Kutipan teks
Destrukturisasi lokalitas lainnya yang tergambar dikumpulan cerpen Zelfeni Wimra tak hanya berasal dari pemerintah, namun juga zaman itu sendiri. Hal ini bisa terjadi oleh perkembangan teknologi dan peningkatan gaya hidup modern. Melalui perkembangan teknologi, siklus kehidupan yang dulu dijalani bisa saja hilang. Hal ini tergambar dalam cerpen “Suara Serak di Seberang Radio”. Budaya berkirim surat dalam program radio sempat menjadi kebiasaan yang menggejala dalam kehidupan hiburan masyarakat. Namun setelah berkembangnya teknologi komunikasi, budaya ini perlahan-lahan hilang. Surat ini telah digantikan teknologi telepon seluler yang secara teknis sangat mudah dan praktis. Namun yang hilang adalah romantika dan proses yang ada dalam dunia surat menyurat. Di cerpen ini seorang pemuda kampung rutin mendengar radio dan pada saat tertentu mengirim surat melalui pos dengan proses perjalanan yang cukup panjang. Namun sejak adanya HP, program yang biasa didengarkannya tidak ada dan surat-surat yang telah dikirimnya hanya menjadi tumpukan oleh sang penyiar yang akhirnya dibuang oleh sang suami penyiar. Disini terlihat betapa kejamnya teknologi membunuh proses romantika yang dinikmati seseorang.

Daftar tugas
(a) Sebutkan semua tokoh dalam cerpen “Suara Serak di Seberang Radio” menurut kutipan teks tentang kumpulan cerpen Zelfeni Wimra.
(b) Teruskan ulasan tentang kumpulan cerpen Zelfeni Wimra mulai setelah kalimat terakhirnya.

Data mentah
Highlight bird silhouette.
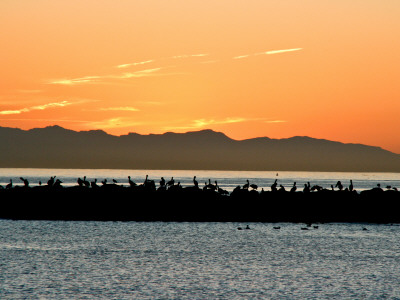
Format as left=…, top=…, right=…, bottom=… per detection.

Jawaban
(a)
- Seorang pemuda kampung
- Sang penyiar
- Sang suami penyiar

(b)
Gaya hidup metropilitan, modern, globalisasi terus merangsek menjalar ke seluruh daerah. Gaya hidup ini sendiri terlihat dalam simbol-simbol yang disuguhkan pada mata kita. Misalnya adalah pusat pebelanjaan, Mall, Plaza, yang seakan-akan menjadi syarat untuk setiap daerah agar dapat dikatakan bergaya hidup metropolis dan modern. Karena kuatnya hasrat untuk gaya hidup ini, maka harus dikorbankanlah suatu kenangan lokal seperti terminal Ibukota Provinsi di Kota Padang yang telah berubah menjadi pusat perbelanjaan modern. Dalam cerpen “Layang-Layang Bulan”, terkesibat dua orang yang berusaha mengenang lagi terminal yang pada masa kecilnya menjadi tempatnya tumbuh dan bermain. Namun sekarang, sejarah kecilnya itu telah menjadi angkuh berdiri dengan bangunannya dan orang-orang di dalamnya. Mall yang tega menindih terminal itu secara tidak langsung telah menghilangkan sejarah. Romantika yang ada saat para perantau berangkat pergi, suara-suara agen, dan anak-anak yang menghabiskan masa kecil di terminal karena dibawa oleh orang tua pencari nafkah di terminal tak bisa dipanggil lagi oleh kokhnya simbol modernitas ini.
Penghancuran lokalitas ini rupanya tak hanya dilakukan oleh pihak yang berada di luar lokalitas itu sendiri. Tetapi juga bisa berasal dari pihak internal yakni masyarakat atau penduduk lokal itu sendiri. Lebih ringkasnya ini dilakukan dalam tahap eksekusi meskipun dorongan datangnya juga dari globalitas sentral itu sendiri. Dalam kumpulan cerpen ini dapat dilihat dalam cerita “Di atas Dipan Penantian” dan “Bini Perantau”. Keduanya sama-sama mengungkapkan rintihan orang yang ditinggalkan. Cerpen pertama mengenai seseorang yang menunggu kematian dalam kesunyian dimana di kampungnya tak ada lagi penduduk. Sedangkan yang kedua mengenai suasana keluarga yang ditimpa banjir tanpa adanya sang pemimpin keluarga, karena pergi merantau. Kegiatan merantau disini lebih banyak mudharatnya dari pada manfaatnya.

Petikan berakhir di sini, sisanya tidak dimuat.